**EXERCISE MATERIALS**
============================================================

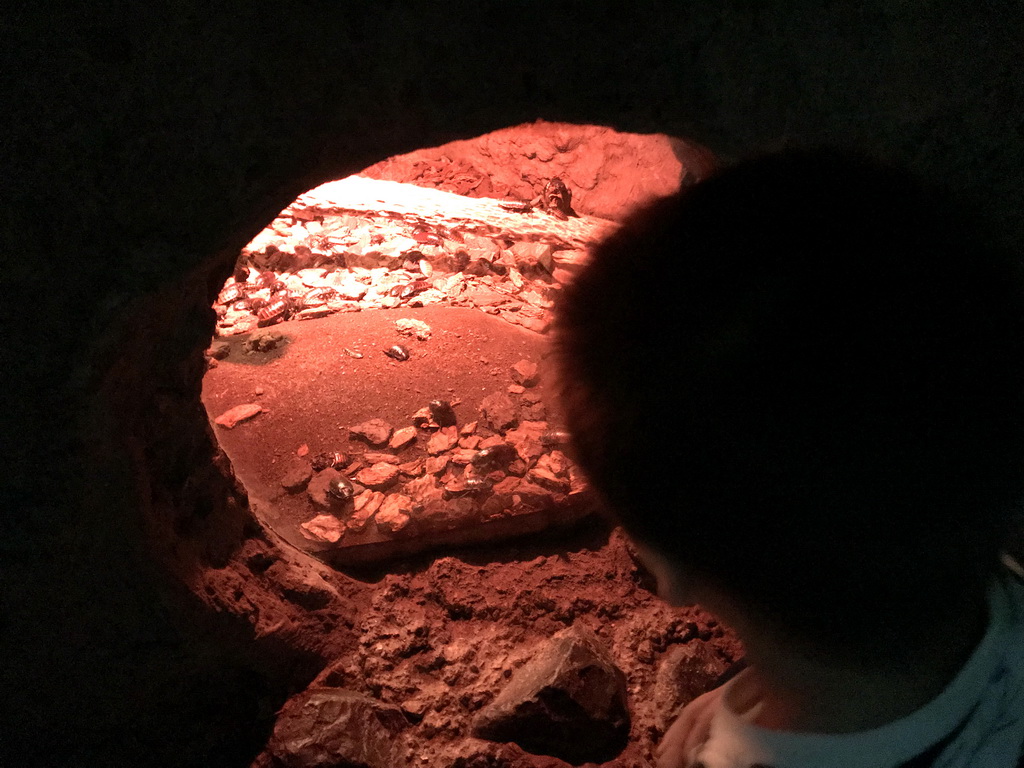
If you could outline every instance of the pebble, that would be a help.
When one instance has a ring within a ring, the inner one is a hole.
[[[416,427],[402,427],[395,430],[395,433],[391,436],[391,442],[388,443],[388,447],[393,451],[400,451],[415,439]]]
[[[535,387],[540,381],[537,364],[532,360],[520,360],[512,366],[512,380],[524,387]]]
[[[302,535],[307,539],[329,544],[338,543],[345,533],[341,521],[333,515],[317,515],[299,527],[302,530]]]
[[[245,403],[224,411],[215,419],[215,423],[224,429],[234,429],[243,421],[248,421],[261,413],[263,413],[263,406],[259,403]]]
[[[370,419],[369,421],[349,427],[348,431],[355,437],[362,438],[375,448],[379,448],[387,444],[388,439],[391,437],[392,428],[383,419]]]
[[[394,464],[381,461],[356,473],[356,481],[367,488],[384,490],[398,479],[399,469]]]

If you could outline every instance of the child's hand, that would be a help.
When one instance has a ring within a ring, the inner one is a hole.
[[[657,768],[687,768],[693,763],[698,748],[708,740],[711,718],[721,698],[722,689],[719,687],[683,707],[655,750]]]

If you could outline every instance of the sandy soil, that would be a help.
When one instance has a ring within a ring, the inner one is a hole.
[[[400,317],[427,322],[431,338],[400,337],[394,325]],[[229,356],[206,376],[203,400],[214,417],[239,403],[263,406],[265,412],[251,421],[215,430],[254,509],[305,551],[310,542],[298,524],[310,516],[308,501],[280,486],[300,446],[307,445],[310,455],[366,450],[347,439],[348,426],[373,417],[405,426],[437,397],[458,399],[460,423],[472,420],[484,397],[507,388],[511,366],[522,359],[540,364],[539,386],[547,394],[546,338],[479,310],[367,311],[276,329],[287,343],[269,353],[246,354],[245,337],[234,337]],[[395,343],[409,348],[410,360],[396,362],[382,353]],[[352,358],[344,348],[363,357]],[[550,398],[545,402],[557,425]],[[407,450],[413,456],[422,448]],[[322,626],[343,635],[337,647],[349,650],[329,664],[318,684],[400,706],[411,722],[400,747],[409,765],[565,765],[515,745],[479,741],[469,729],[510,670],[574,622],[608,644],[628,680],[630,742],[609,766],[652,764],[653,746],[682,703],[680,681],[668,663],[680,646],[701,646],[697,650],[713,661],[698,684],[740,654],[735,638],[711,616],[697,607],[670,608],[655,597],[625,537],[596,516],[512,541],[343,568],[338,583],[345,615]],[[257,764],[269,765],[266,756],[262,760]]]

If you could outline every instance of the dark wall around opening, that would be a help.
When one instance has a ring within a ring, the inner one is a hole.
[[[201,436],[209,300],[315,183],[543,118],[856,145],[1024,236],[1015,2],[48,5],[0,27],[3,764],[247,764],[221,736],[288,675],[183,626],[140,511],[178,475],[138,470],[209,460],[152,414]]]

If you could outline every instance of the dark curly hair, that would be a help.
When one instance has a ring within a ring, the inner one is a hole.
[[[576,458],[638,541],[854,655],[991,578],[1024,492],[1024,302],[949,197],[855,153],[632,215],[556,312]]]

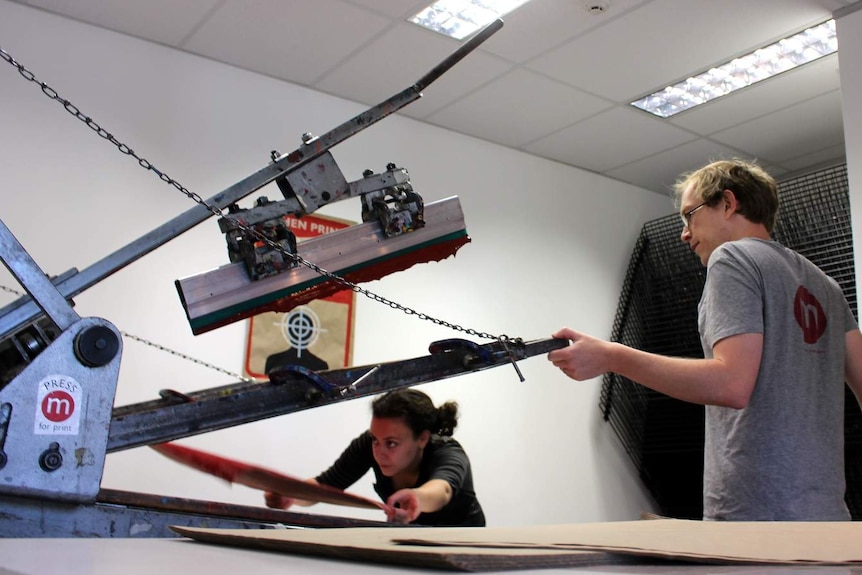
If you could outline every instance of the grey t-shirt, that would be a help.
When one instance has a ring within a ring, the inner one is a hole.
[[[840,286],[776,242],[728,242],[709,258],[698,316],[707,358],[723,338],[764,336],[749,404],[706,407],[704,519],[849,520],[844,336],[857,325]]]

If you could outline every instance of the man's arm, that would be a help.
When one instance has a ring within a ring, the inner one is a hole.
[[[844,334],[844,381],[862,408],[862,333],[858,329]]]
[[[582,381],[613,372],[665,395],[702,405],[741,409],[748,405],[763,354],[763,334],[722,339],[712,359],[667,357],[564,328],[553,335],[572,343],[548,359],[572,379]],[[862,345],[862,338],[860,338]],[[862,354],[860,354],[862,382]]]

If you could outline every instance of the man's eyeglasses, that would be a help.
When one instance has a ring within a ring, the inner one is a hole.
[[[690,209],[689,211],[682,214],[682,216],[680,216],[682,218],[682,227],[684,227],[684,228],[690,227],[691,226],[691,215],[694,212],[696,212],[697,210],[699,210],[700,208],[702,208],[703,206],[705,206],[706,204],[707,204],[707,202],[703,202],[699,206],[695,206],[692,209]]]

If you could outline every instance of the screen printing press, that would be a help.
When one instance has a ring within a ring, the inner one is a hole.
[[[657,518],[429,528],[101,488],[107,454],[141,446],[172,458],[197,458],[202,470],[217,468],[222,478],[258,488],[273,485],[270,481],[303,483],[240,462],[214,465],[213,458],[201,459],[201,453],[184,452],[170,442],[498,366],[514,367],[523,380],[518,361],[568,344],[466,329],[359,287],[442,260],[470,239],[457,197],[425,205],[407,170],[394,164],[348,182],[329,151],[421,97],[428,84],[501,26],[498,20],[477,33],[403,92],[321,137],[303,135],[302,145],[289,154],[272,152],[264,168],[206,200],[136,155],[0,49],[0,57],[42,94],[198,204],[83,271],[56,277],[39,268],[0,220],[0,259],[27,292],[0,309],[0,572],[862,573],[862,525],[853,522]],[[239,200],[270,183],[283,200],[262,196],[251,208],[238,207]],[[361,201],[361,224],[302,243],[285,224],[285,217],[302,217],[354,197]],[[151,401],[115,406],[123,334],[105,319],[80,317],[72,298],[210,216],[218,218],[230,263],[175,282],[196,335],[350,289],[490,343],[447,339],[432,342],[425,356],[326,371],[280,366],[265,381],[240,378],[186,393],[164,389]],[[350,494],[329,497],[343,503]]]
[[[0,257],[27,295],[0,309],[0,536],[175,537],[168,525],[350,527],[378,522],[316,517],[256,507],[101,489],[108,453],[156,445],[303,409],[368,396],[517,361],[562,347],[441,325],[493,340],[434,342],[427,356],[315,372],[283,366],[268,381],[242,380],[193,393],[115,406],[123,351],[108,320],[80,317],[72,298],[164,243],[218,218],[230,263],[175,282],[197,335],[264,311],[286,312],[351,289],[404,311],[357,284],[444,259],[470,241],[457,197],[425,205],[407,170],[388,164],[348,182],[330,149],[422,96],[422,90],[502,27],[478,32],[415,84],[299,148],[273,151],[257,172],[202,199],[137,156],[9,54],[0,56],[41,92],[141,167],[198,205],[92,266],[55,277],[43,272],[0,220]],[[284,197],[253,207],[237,202],[275,183]],[[359,198],[362,223],[297,243],[285,217]],[[427,317],[427,316],[426,316]],[[433,319],[433,318],[430,318]],[[359,385],[361,383],[361,385]]]

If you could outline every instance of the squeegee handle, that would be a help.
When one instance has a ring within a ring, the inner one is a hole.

============================================================

**WORK ORDER**
The listing above must be repeated exactly. Its pictures are not part of the copy.

**TASK RESPONSE**
If you could outline every instance of the pebble, that would be a help.
When one instance has a ring within a ring, the inner one is a hole.
[[[416,427],[402,427],[395,430],[395,433],[391,436],[391,442],[388,443],[388,447],[393,451],[400,451],[415,439]]]
[[[535,387],[540,381],[537,364],[532,360],[520,360],[512,366],[512,380],[524,387]]]
[[[302,535],[307,539],[329,544],[338,543],[345,533],[341,521],[333,515],[317,515],[299,527],[302,530]]]
[[[245,403],[224,411],[215,419],[215,423],[224,429],[234,429],[243,421],[248,421],[261,413],[263,413],[263,406],[259,403]]]
[[[370,419],[369,421],[349,427],[348,431],[355,437],[362,438],[375,448],[379,448],[387,444],[388,439],[391,437],[392,428],[383,419]]]
[[[394,464],[381,461],[356,473],[356,481],[367,488],[384,490],[398,479],[399,469]]]

If you could outline every instance of the child's hand, that would be a help.
When one instance has a ring within a ring, the inner one is a hole.
[[[657,768],[687,768],[693,763],[698,748],[708,740],[711,718],[721,698],[722,689],[719,687],[683,707],[655,750]]]

If you could outline every instance of the sandy soil, that would be a help.
When one instance has a ring within a ring, the inner one is a hole.
[[[400,317],[427,322],[431,338],[400,337],[394,325]],[[229,356],[206,376],[203,400],[214,417],[239,403],[263,406],[265,412],[251,421],[215,430],[254,509],[305,551],[310,542],[298,524],[310,516],[308,501],[280,486],[300,446],[307,445],[310,455],[366,450],[347,439],[348,426],[373,417],[405,426],[437,397],[458,399],[460,423],[472,420],[484,397],[507,388],[511,366],[522,359],[540,364],[539,386],[547,394],[546,338],[479,310],[367,311],[276,329],[287,343],[269,353],[246,354],[245,337],[234,337]],[[395,343],[409,348],[410,360],[396,362],[382,353]],[[352,358],[344,348],[363,357]],[[550,398],[545,402],[557,425]],[[407,450],[413,456],[422,448]],[[322,626],[343,635],[337,647],[349,650],[329,664],[318,684],[400,706],[411,722],[400,747],[409,765],[565,765],[515,745],[479,741],[469,729],[510,670],[574,622],[608,644],[628,680],[630,742],[609,766],[652,764],[653,746],[682,703],[680,681],[668,663],[680,646],[701,646],[697,650],[713,661],[698,684],[740,654],[735,638],[711,616],[697,607],[670,608],[655,597],[625,537],[596,516],[512,541],[343,568],[338,583],[345,615]],[[257,764],[269,765],[266,756],[262,760]]]

If you could outline every instance of the dark wall around opening, that would be a help.
When one instance has a ring within a ring, the inner one is a hole.
[[[201,436],[209,300],[315,183],[543,118],[856,145],[1024,236],[1015,2],[48,5],[0,27],[3,764],[247,764],[221,736],[288,675],[183,626],[140,511],[178,475],[138,470],[209,460],[152,414]]]

If you could outline every instance of the dark curly hair, that would be a help.
When one instance has a ring within a ring, the inner one is a hole.
[[[576,458],[638,541],[854,655],[991,578],[1024,492],[1024,302],[949,197],[855,153],[632,215],[556,312]]]

If you could outline every instance of the grey t-shirt, that would be a help.
When one instance has a ring within a ring, the inner one is a hole.
[[[840,286],[776,242],[728,242],[709,258],[698,316],[707,358],[723,338],[764,336],[749,404],[706,407],[704,519],[849,520],[844,336],[857,325]]]

If you could outline every instance of the man's arm, that would be a help.
When one instance has a ring within a ring, the inner one is a hole.
[[[844,334],[844,381],[862,408],[862,333],[858,329]]]
[[[582,381],[613,372],[665,395],[702,405],[741,409],[748,405],[763,354],[763,334],[722,339],[712,359],[667,357],[564,328],[553,335],[572,343],[548,359],[572,379]],[[862,345],[862,338],[860,338]],[[862,354],[860,354],[862,382]]]

If you could outline every instance of the man's eyeglasses, that would be a help.
When one instance has a ring within a ring, the inner one is a hole.
[[[690,209],[689,211],[682,214],[682,216],[680,216],[682,218],[682,227],[684,227],[684,228],[690,227],[691,226],[691,215],[694,212],[696,212],[697,210],[699,210],[700,208],[702,208],[703,206],[705,206],[706,204],[707,204],[707,202],[703,202],[699,206],[695,206],[692,209]]]

If you could outline every instance of the screen printing press, that would be a help.
When one instance has a ring within a ring, the inner one is a hole.
[[[657,518],[429,528],[101,488],[107,454],[141,446],[172,458],[197,458],[202,470],[217,468],[222,478],[258,488],[273,485],[270,481],[303,483],[240,462],[214,465],[213,458],[201,459],[201,453],[184,452],[170,442],[498,366],[514,367],[523,380],[518,361],[568,344],[466,329],[359,287],[442,260],[470,239],[457,197],[425,205],[407,170],[394,164],[348,182],[329,151],[421,97],[428,84],[501,26],[498,20],[477,33],[403,92],[321,137],[303,135],[302,145],[289,154],[272,152],[264,168],[206,200],[136,155],[0,49],[0,57],[42,94],[198,204],[83,271],[56,277],[39,268],[0,220],[0,259],[27,292],[0,309],[0,572],[862,573],[862,525],[853,522]],[[239,200],[270,183],[283,200],[262,196],[251,208],[238,207]],[[361,201],[361,224],[302,243],[285,224],[285,217],[302,217],[354,197]],[[151,401],[115,406],[123,334],[105,319],[80,317],[72,298],[210,216],[218,218],[230,263],[175,282],[196,335],[350,289],[490,343],[447,339],[432,342],[425,356],[326,371],[280,366],[265,381],[240,378],[186,393],[164,389]],[[350,494],[329,497],[343,503]]]
[[[0,257],[27,295],[0,309],[0,536],[175,537],[168,525],[350,527],[378,522],[316,517],[256,507],[101,489],[108,453],[156,445],[303,409],[368,396],[517,361],[562,347],[441,325],[493,340],[434,342],[427,356],[315,372],[283,366],[268,381],[242,380],[193,393],[115,406],[123,351],[108,320],[80,317],[72,298],[164,243],[218,218],[230,263],[175,282],[197,335],[264,311],[286,312],[351,289],[404,311],[357,284],[444,259],[470,241],[457,197],[425,205],[407,170],[388,164],[348,182],[330,149],[422,96],[422,90],[502,27],[478,32],[415,84],[299,148],[273,151],[257,172],[202,199],[137,156],[9,54],[0,56],[41,92],[141,167],[198,205],[92,266],[55,277],[43,272],[0,220]],[[284,197],[253,207],[237,202],[275,183]],[[359,198],[362,223],[297,243],[285,217]],[[427,317],[427,316],[426,316]],[[433,319],[433,318],[430,318]],[[359,385],[361,383],[361,385]]]

If you could outline every instance of the squeegee handle, that would be a help.
When one instance has a ring within a ring, the inner one is a hole.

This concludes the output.